* **WHAT YOU NEED TO DO**:
A. Rewrite the passage of the blog post about Her.meneutics starting with "When Christianity Today" and going on through "worth a link.", replacing "bitter" with "frustrated".
B. According to the blog post about Her.meneutics, which blog caters to a "Christian leader" audience and has zero regular female writers?
C. Continue the blog post about removing Her.meneutics from a blogroll from where it stops.

* **SOURCE TEXT**:
Friends, the time has finally come for me to remove a link from my blogroll, something which I don’t believe I’ve ever had to do.
When Christianity Today first began its Her.meneutics blog, I was excited by the promise of interesting theological reflection and cultural critique from a female perspective. I’d long been bitter over the lack of women’s voices at blogs like Out of Ur, which caters to a “Christian leader” audience and boasts zero regular female writers. While having the women segregated off at Her.meneutics is not necessarily ideal, I read numerous posts that were interesting and thoughtful—some even feministy!—and thought it was worth a link.
My enthusiasm for Her.meneutics has been waning significantly over the last couple years. I’m not certain if the editors there would be able to pinpoint a shift in the blog’s tone, but at some point it did take a decided turn toward idiocy. There are certainly decent posts every now and then, but for months, I haven’t been able to visit the site without becoming angry. Still, because it was interesting (in its own way) and because I was lazy, I did not remove it from my blogroll…. But the time has come.

* **GIVEN INFORMATION**:
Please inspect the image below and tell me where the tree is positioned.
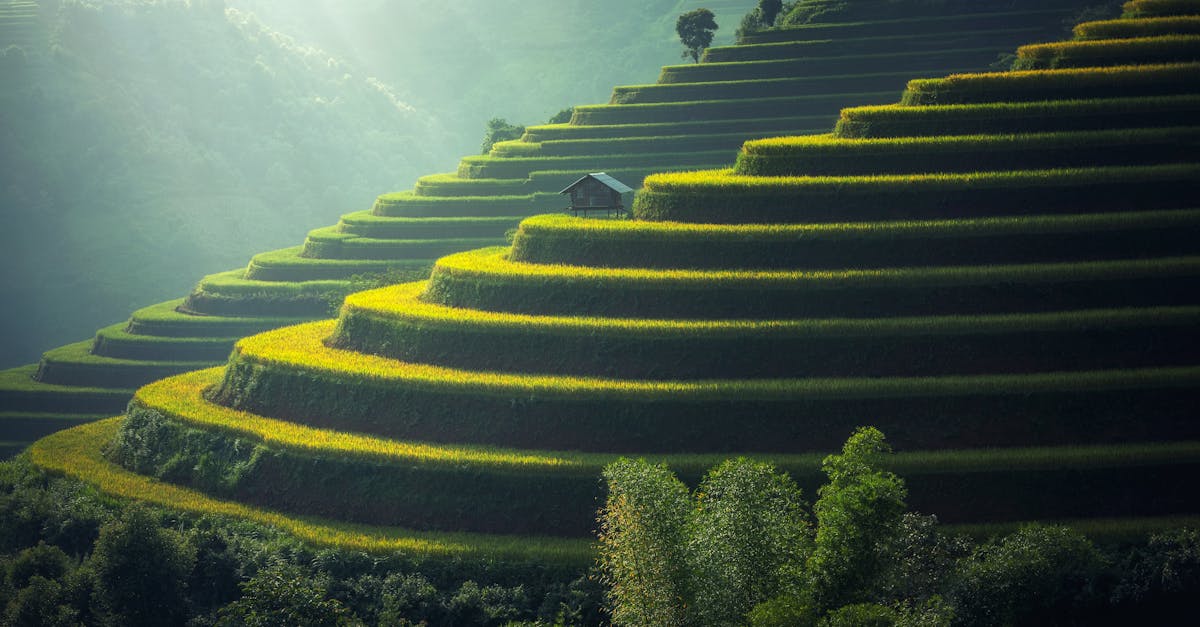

* **TASK RESPONSES**:
A.
When Christianity Today first began its Her.meneutics blog, I was excited by the promise of interesting theological reflection and cultural critique from a female perspective. I’d long been frustrated over the lack of women’s voices at blogs like Out of Ur, which caters to a “Christian leader” audience and boasts zero regular female writers. While having the women segregated off at Her.meneutics is not necessarily ideal, I read numerous posts that were interesting and thoughtful—some even feministy!—and thought it was worth a link.

B. Out of Ur.

C.
The last straw was a post that compares Hobby Lobby to the martyred St. Stephen and encourages Christians to believe the ridiculous and unscientific lie that the hormonal birth control causes abortions. It’s offensive to me as a Christian, as a woman, and as someone with a brain. Other great contenders for worst post ever include a piece about a Jewish Christian who apparently thinks she can follow Jesus while living a settlement in the West Bank (?!?) and a piece that hated on vibrators. There were some other pretty bad ones, but those are the ones that really stick out. ;-)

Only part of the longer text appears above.